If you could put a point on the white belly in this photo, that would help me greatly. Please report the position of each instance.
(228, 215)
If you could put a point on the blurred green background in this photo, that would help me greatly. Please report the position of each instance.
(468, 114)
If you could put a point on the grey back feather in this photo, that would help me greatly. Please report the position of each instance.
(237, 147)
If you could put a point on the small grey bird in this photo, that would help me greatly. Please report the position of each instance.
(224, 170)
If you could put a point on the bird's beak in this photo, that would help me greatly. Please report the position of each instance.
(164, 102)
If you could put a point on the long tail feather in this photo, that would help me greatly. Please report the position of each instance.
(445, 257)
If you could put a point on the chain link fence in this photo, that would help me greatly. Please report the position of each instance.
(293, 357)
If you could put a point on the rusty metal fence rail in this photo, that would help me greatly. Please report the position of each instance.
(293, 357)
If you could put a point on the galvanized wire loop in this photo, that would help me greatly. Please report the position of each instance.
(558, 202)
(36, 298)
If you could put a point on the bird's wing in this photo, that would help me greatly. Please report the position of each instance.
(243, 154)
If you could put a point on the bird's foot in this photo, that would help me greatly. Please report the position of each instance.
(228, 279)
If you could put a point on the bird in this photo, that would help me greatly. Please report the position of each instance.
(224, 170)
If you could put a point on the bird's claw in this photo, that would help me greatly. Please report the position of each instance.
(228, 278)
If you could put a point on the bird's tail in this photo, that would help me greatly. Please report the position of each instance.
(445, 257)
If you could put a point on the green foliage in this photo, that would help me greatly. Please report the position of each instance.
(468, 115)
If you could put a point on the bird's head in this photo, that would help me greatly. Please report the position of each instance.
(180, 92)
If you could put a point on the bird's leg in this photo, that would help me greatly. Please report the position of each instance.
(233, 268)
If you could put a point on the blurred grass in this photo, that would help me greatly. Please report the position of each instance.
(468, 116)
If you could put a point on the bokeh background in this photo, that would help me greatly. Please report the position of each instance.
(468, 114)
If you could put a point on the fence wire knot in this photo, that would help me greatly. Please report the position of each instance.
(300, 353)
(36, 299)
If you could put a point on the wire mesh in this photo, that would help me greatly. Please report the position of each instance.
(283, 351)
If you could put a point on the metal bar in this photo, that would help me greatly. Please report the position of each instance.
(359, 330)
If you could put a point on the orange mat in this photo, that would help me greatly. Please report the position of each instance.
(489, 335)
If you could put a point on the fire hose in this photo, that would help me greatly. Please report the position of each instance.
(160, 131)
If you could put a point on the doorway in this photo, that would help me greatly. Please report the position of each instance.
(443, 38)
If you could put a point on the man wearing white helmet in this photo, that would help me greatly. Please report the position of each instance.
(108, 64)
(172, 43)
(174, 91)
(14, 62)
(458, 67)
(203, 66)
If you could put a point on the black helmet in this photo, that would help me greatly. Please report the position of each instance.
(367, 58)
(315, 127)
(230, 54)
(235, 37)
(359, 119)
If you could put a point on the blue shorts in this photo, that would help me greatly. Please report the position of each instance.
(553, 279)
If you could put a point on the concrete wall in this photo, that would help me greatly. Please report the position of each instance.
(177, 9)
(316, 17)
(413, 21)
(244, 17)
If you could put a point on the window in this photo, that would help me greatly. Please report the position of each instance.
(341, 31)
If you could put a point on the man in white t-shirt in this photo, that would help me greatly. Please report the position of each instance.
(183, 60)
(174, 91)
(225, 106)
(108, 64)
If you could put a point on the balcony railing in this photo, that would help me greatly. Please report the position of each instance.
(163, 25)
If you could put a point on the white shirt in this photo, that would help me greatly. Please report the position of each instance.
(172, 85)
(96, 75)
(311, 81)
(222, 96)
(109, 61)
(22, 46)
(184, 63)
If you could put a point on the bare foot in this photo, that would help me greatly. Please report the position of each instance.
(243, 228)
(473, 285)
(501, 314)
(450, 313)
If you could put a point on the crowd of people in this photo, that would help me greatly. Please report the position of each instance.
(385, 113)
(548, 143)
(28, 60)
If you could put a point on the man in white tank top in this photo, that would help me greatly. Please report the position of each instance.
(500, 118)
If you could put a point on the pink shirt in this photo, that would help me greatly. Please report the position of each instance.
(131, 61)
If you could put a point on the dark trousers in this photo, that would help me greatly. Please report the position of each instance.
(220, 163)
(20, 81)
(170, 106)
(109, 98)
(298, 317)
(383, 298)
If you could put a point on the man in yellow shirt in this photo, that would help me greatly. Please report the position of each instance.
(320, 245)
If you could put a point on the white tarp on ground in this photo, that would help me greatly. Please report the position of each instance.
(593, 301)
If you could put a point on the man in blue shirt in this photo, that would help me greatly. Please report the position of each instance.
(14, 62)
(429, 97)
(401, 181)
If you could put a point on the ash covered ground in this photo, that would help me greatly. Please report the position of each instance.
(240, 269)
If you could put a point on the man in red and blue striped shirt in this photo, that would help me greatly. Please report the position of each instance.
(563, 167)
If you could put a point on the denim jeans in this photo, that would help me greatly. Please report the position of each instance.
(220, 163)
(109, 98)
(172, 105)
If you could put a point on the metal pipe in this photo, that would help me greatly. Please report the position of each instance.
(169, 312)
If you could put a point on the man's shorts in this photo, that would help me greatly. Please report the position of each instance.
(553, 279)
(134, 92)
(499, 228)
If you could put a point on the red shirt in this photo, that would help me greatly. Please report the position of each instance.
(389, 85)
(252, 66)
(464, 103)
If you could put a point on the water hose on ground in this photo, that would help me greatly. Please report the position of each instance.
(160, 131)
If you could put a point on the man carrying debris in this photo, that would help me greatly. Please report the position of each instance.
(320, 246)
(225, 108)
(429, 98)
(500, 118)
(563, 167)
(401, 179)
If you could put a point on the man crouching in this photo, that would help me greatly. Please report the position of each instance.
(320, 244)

_ _ _ _ _ _ _

WORK TO BE COMPLETED
Output every record above in full, exactly as it reads.

EXPECTED ANSWER
If you could put a point on the white belly in this photo, that would help me greatly. Please report the position of each instance.
(228, 215)
If you could put a point on the blurred green background in this photo, that would help me greatly. Please report the position of each instance.
(468, 114)
If you could put a point on the grey back feather in this photo, that would help me greatly. Please report the position of each instance.
(237, 147)
If you could put a point on the small grey bird in this photo, that would help me greatly. Please report the position of each instance.
(224, 170)
If you could put a point on the bird's beak in this photo, that would help me greatly. Please report the position of each instance.
(164, 102)
If you could put a point on the long tail feather in this photo, that would help me greatly. Please report the position of each instance.
(445, 257)
If you could put a point on the chain link fence in this photo, that would help me greatly. Please report the position of each instance.
(293, 357)
If you could put a point on the rusty metal fence rail in this photo, that would help me greatly. Please report the position of each instance.
(293, 357)
If you could put a point on the galvanized wire loop in this photo, that would help me greatly. Please report the position of each instance.
(558, 202)
(36, 298)
If you could put a point on the bird's wing in this photo, that would help me greatly. Please report the position of each instance.
(243, 154)
If you could put a point on the bird's foot in this photo, that would help me greatly. Please report the position of each instance.
(228, 279)
If you could put a point on the bird in this photo, that would help me greatly. Please report the position of each instance.
(224, 170)
If you could put a point on the bird's claw in this photo, that would help me greatly. Please report the position of each instance.
(228, 278)
If you could put a point on the bird's tail in this photo, that would help me greatly. Please report the position of each instance.
(445, 257)
If you could put a point on the green foliage in this photo, that would help me greatly. Please report the position of each instance.
(468, 115)
If you could put a point on the bird's head in this photo, that would help me greatly. Please report the position of each instance.
(180, 92)
If you could put a point on the bird's leg in this photo, that would help me greatly. Please report the position of each instance.
(233, 268)
If you could put a point on the blurred grass in this photo, that would help me greatly. Please report the position of each instance.
(468, 116)
If you could put a point on the bokeh background in this photo, that would help me greatly. Please report the position of each instance.
(468, 114)
If you could put a point on the fence wire knot in this photo, that would help me greatly. Please report the position of each instance.
(300, 353)
(36, 299)
If you could put a point on the wire mesh in this photo, that would help me greatly. Please report the position of each instance.
(283, 351)
If you could put a point on the metal bar in this photo, that would help me greatly. Please report the position of each instance.
(359, 330)
If you could put a point on the orange mat in this photo, that would help me greatly. Please report the position of each instance.
(489, 335)
If you could put a point on the fire hose in this photo, that would help me greatly. Please report the position of each instance.
(160, 131)
If you could put a point on the doorway in this photo, that would help me greatly. Please report the position of each instance.
(443, 38)
If you could put a point on the man wearing white helmet in this photo, that would help me greatly. Please report the position of each instance.
(108, 64)
(172, 43)
(174, 91)
(14, 62)
(458, 67)
(203, 66)
If you could put a point on the black helmet in this photo, that would help me greatly. Please report the position of each instance.
(367, 58)
(315, 127)
(230, 54)
(235, 37)
(359, 119)
If you could put a point on the blue shorts in this photo, that would help me greatly. Please report the position of each instance.
(553, 279)
If you could put a point on the concrete wall in this photo, that would help me greatly. Please report the position of each instance.
(177, 9)
(316, 17)
(413, 21)
(244, 17)
If you could put a point on the window in this photo, that would help me greatly. Please report the position of each instance.
(341, 31)
If you could put a point on the man in white t-shirt in this photo, that would help me greatly. Please report the position of each instance.
(183, 60)
(174, 91)
(225, 106)
(108, 64)
If you could put a point on the balcony railing in this photo, that would help me greatly. Please report the position of each instance.
(163, 25)
If you could put a point on the white shirt in this photo, that would help me greatly. Please report the position of each instance.
(172, 85)
(96, 75)
(311, 81)
(222, 96)
(109, 61)
(22, 46)
(184, 63)
If you could put a point on the bare foot in this photo, that would help me greatly. Please report the position of each instance.
(243, 228)
(473, 285)
(501, 314)
(450, 313)
If you could put a point on the crowd of people in this photo, that would help me greatly. Please report the position of each instance.
(385, 113)
(548, 143)
(28, 60)
If you could put a point on the man in white tank top in this photo, that would help me greatly. Please report the position of each instance.
(500, 118)
If you could put a point on the pink shirt in this photo, that would help me greatly. Please report the position of each instance.
(131, 61)
If you could put a point on the dark trousers in this photo, that would help me greatly. Please report the position of each instance.
(220, 163)
(20, 81)
(170, 106)
(109, 98)
(298, 317)
(383, 298)
If you could put a point on the man in yellow shirt in this photo, that would help me greatly. Please report the position of each instance.
(320, 245)
If you could put a point on the white tarp on ground in this photo, that would help me greatly. Please report the position of each instance.
(593, 301)
If you could put a point on the man in blue shirt in this photo, that would help me greatly. Please report the position of each instance.
(14, 62)
(429, 97)
(401, 181)
If you could put a point on the ash covered ground in this photo, that would help me greatly. Please report the position of each instance.
(240, 269)
If you could put a point on the man in red and blue striped shirt in this photo, that would help me greatly. Please report the position of each instance.
(563, 167)
If you could put a point on the denim jeans in this photo, that would help me greatly. Please report the position of each instance.
(220, 163)
(109, 98)
(172, 105)
If you could put a point on the metal pipe in this photo, that would help me greatly. Please report the position of each instance.
(169, 312)
If you could put a point on the man's shorts in this photo, that would help me greatly. Please report the position of each instance.
(553, 279)
(134, 92)
(499, 228)
If you could put a point on the red shirt in this photo, that would help me greatly. Please report the position of each instance.
(389, 85)
(252, 66)
(464, 103)
If you could put a point on the water hose on ground in this photo, that would help me greatly. Please report the position of each instance.
(160, 131)
If you could put a point on the man carrying debris in this photo, that would help me greatly. Please report the position of each instance.
(320, 246)
(225, 108)
(429, 98)
(500, 118)
(563, 167)
(401, 179)
If you could put a point on the man crouching in this photo, that would help me greatly. Please report the position of each instance.
(320, 244)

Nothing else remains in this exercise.